[What is asked]: Reproduce every one of the entries below word for word, changing nothing.

begin Excerpted records

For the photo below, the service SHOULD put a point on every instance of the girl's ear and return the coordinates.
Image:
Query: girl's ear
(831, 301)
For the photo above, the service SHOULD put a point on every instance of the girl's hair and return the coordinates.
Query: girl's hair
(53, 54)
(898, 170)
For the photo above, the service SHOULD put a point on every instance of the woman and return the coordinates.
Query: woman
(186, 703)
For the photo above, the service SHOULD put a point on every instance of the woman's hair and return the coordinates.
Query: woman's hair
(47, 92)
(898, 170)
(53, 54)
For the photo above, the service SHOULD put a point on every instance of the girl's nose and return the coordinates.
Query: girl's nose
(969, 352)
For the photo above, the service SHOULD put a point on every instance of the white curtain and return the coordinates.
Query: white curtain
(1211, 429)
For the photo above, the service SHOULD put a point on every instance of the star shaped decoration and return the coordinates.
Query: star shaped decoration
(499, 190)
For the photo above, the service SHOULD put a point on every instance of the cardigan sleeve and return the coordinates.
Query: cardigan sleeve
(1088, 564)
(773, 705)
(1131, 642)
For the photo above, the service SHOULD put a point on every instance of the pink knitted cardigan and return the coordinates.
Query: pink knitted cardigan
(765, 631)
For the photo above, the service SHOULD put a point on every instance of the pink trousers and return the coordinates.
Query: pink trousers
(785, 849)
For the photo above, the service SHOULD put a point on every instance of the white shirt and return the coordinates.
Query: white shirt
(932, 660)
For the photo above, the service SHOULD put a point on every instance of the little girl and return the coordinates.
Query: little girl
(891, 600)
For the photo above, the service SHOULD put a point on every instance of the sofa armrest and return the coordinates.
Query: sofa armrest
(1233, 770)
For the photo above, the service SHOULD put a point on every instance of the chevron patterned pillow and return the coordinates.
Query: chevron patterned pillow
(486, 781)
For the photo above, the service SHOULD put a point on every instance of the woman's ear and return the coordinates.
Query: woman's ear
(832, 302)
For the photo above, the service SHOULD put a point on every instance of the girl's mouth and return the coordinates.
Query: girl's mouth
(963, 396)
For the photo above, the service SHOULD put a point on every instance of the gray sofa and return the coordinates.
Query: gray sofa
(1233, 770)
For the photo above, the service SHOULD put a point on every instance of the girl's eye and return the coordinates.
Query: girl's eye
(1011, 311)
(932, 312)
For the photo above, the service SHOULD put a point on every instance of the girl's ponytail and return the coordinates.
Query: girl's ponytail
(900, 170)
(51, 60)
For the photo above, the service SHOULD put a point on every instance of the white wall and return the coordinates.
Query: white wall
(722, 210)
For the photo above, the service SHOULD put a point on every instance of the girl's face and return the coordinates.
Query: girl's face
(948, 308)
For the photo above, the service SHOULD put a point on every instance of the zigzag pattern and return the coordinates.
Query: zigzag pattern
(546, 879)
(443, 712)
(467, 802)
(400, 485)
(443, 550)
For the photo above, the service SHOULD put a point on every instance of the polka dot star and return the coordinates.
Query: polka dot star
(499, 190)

end Excerpted records

[Worked answer]:
For the photo below, the service SHOULD put a point on every instance of the girl's ear and return the coordinates.
Image:
Query: girl's ear
(831, 301)
For the photo above, the service SHOULD put a point on every instance of the girl's hair and return the coordinates.
Query: girl's hair
(53, 54)
(898, 170)
For the photo above, the service SHOULD put a point on every instance of the woman and return the coordinates.
Query: woman
(186, 703)
For the photo above, the service SHOULD put a point on every instance of the woman's hair and return the coordinates.
Query: woman's hair
(47, 92)
(898, 170)
(53, 54)
For the photo above, the service SHOULD put a point on every instance of the girl's nose and return the coordinates.
Query: girl's nose
(969, 352)
For the photo above, the service SHOULD put a point on every instance of the white curtain and return the coordinates.
Query: white curtain
(1211, 429)
For the photo above, the service SHOULD put a point on every instance of the star shaped decoration and return the coordinates.
Query: star shaped decoration
(499, 190)
For the photo above, the service SHOULD put a point on every instance of the cardigan sleeve and return the coordinates.
Query: cardigan sleeve
(1088, 564)
(773, 705)
(1131, 642)
For the photo above, the service SHOULD put a point on every instance of the pink knitted cardigan and return the coordinates.
Query: pink knitted cardigan
(765, 631)
For the photo above, the service SHOULD put a point on every instance of the pink trousers and return the coordinates.
Query: pink trousers
(785, 849)
For the photo above, the service SHOULD put a point on every instance of the white shirt and return the coordinates.
Query: white shirt
(932, 660)
For the photo above, the service SHOULD put a point on every instance of the little girl and return the coordinates.
Query: little girl
(891, 600)
For the photo above, the service SHOULD put a point on every instance of the sofa armrest and return the coordinates.
Query: sofa armrest
(1233, 770)
For the photo above, the service SHOULD put a point on every instance of the chevron patterned pillow and return the coordinates.
Query: chevron patterned pillow
(486, 781)
For the photo above, the service SHOULD put a point on every instance of the woman's ear and return the coordinates.
Query: woman's ear
(832, 302)
For the photo above, the service SHOULD put a point on every instance of the girl's mouth and return the coordinates.
Query: girl's mouth
(963, 396)
For the photo above, the service SHOULD put a point on every instance of the gray sofa and return the coordinates.
Query: gray sofa
(1233, 770)
For the photo above, the service SHOULD put a point on every instance of the girl's eye and return the coordinates.
Query: girl's eye
(1011, 311)
(932, 312)
For the photo above, the service SHOULD put a point on every instance of the girl's ponytail and return the coordinates.
Query: girl's ponytail
(900, 170)
(51, 60)
For the photo above, the service SHOULD put a point on every instance of the white wall and return the coordinates.
Query: white wall
(722, 210)
For the photo above, the service SHOULD put a point on every instance of the girl's face and return the coordinates.
Query: girl's face
(948, 308)
For the photo above, the service SHOULD put a point on every instance of the zigzag pattern and return the coordinates.
Query: zigzag pattern
(546, 879)
(443, 712)
(467, 802)
(400, 485)
(443, 550)
For the photo above, the service SHOULD put a point on every instance of the polka dot star and return the coordinates.
Query: polka dot star
(499, 190)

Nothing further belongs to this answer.